Письменные задания:
• 1. С какого этажа и на какой спускаются в отрывке о художнике, прежде чем позвонить в дверь?
• 2. Выведите без изменений часть отрывка о художнике: начните с места, где стоят слова «Тем не менее, махнув», и остановитесь после слов «любым другим способом?».
• 3. Пожалуйста, продолжите отрывок о художнике с того места, где он заканчивается.

Исходный текст:
---

Я смотрел отличную широкоформатную копию и временами просто рот открывал от восторга перед породистостью изображения. Мне нравились и декорации, и интерьеры, и костюмы, и пейзажи, и материальная плотность картинки, и движение камеры, и когда Паша сказал мне, что художник, сочинивший и построивший все это, живет на этой же лестнице, что мне как бы нужно всего лишь спуститься на несколько этажей вниз и поговорить с ним, я первым делом трусливо подумал: а не пошлет ли меня сразу маэстро с моим идейно сомнительным и весьма компромиссным «Булычовым»?
Тем не менее, махнув у Паши для храбрости стопку, я спустился с девятого этажа на пятый и позвонил в дверь. Александр Тимофеевич, как потом уже я хорошо усвоил, человек от природы крайне осторожный. Все его реакции на те или иные проявления внешнего мира проходят через жесткий и четкий фильтр исключительного здравого смысла, его собственного, борисовского, сильно отличающегося от общераспространенного. Различия эти в том, что борисовский «здравый смысл» обращен прежде всего на себя самого, на свое личное участие или неучастие в той или иной заморочке. Столь опасливо он относится к внешнему миру прежде всего, я думаю, из самых скромных, но и самых серьезных санитарных побуждений… Мало ли какая противная его естеству чушь и хворь может случайно проникнуть в него, все в нем неосторожно переломать, порушить, прорвавшись обыкновенным воздушно-капельным путем или любым другим способом?

---

Показанный материал:
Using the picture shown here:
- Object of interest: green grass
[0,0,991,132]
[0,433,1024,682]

---

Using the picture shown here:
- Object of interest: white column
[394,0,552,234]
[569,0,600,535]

---

Результаты:
• 1. С девятого этажа на пятый.

• 2.
Тем не менее, махнув у Паши для храбрости стопку, я спустился с девятого этажа на пятый и позвонил в дверь. Александр Тимофеевич, как потом уже я хорошо усвоил, человек от природы крайне осторожный. Все его реакции на те или иные проявления внешнего мира проходят через жесткий и четкий фильтр исключительного здравого смысла, его собственного, борисовского, сильно отличающегося от общераспространенного. Различия эти в том, что борисовский «здравый смысл» обращен прежде всего на себя самого, на свое личное участие или неучастие в той или иной заморочке. Столь опасливо он относится к внешнему миру прежде всего, я думаю, из самых скромных, но и самых серьезных санитарных побуждений… Мало ли какая противная его естеству чушь и хворь может случайно проникнуть в него, все в нем неосторожно переломать, порушить, прорвавшись обыкновенным воздушно-капельным путем или любым другим способом?

• 3.
Открыл он мне дверь с крайней осторожностью, долго выслушивал, в чем причина моего появления, потом позвал — нет, не в комнаты еще, конечно, — для начала только в кухню, где мы еще немного поговорили. И видимо, что-то стоящее в моих словах ему померещилось — он поставил на газ чайник, что, как теперь уже я понимаю, было знаком преогромного первоначального расположения. Но тогда-то всего этого я еще не знал.
Борисов осторожно стал выспрашивать, чего бы я хотел соорудить в этой работе. Я сказал, что представляю себе декорацию трехэтажной, и для образованности добавил, что хотел бы каждому этажу подобрать свою цветовую доминанту. Для пущей же важности уточнил, что первый этаж ощущаю зелено-модильяниевским, с красно-золотыми лицами персонажей. Второй этаж — серо-белый, слегка напоминающий больницу и офорты Остроумовой-Лебедевой. А третий наподобие скворечника — бурокрасный, в гамме и плотности Сутина, с отдельными мощными серо-синими поверхностями.
Александр Тимофеевич слушал меня очень внимательно, образованность немедленно оценил, в связи с чем в дополнение к чаю дал мне бутерброд с котлетой. Возможно даже, именно упоминание этих трех художников настроило его на столь положительное ко мне отношение. Наверное, не часто ему в ту пору приходилось обсуждать с режиссерами колористическую гамму Сутина и степень серебристости блеклых тонов в петербургском цикле Остроумовой. Я почувствовал, что и само мое предложение ему в чем-то небезынтересно.
— А оператор? — спросил он.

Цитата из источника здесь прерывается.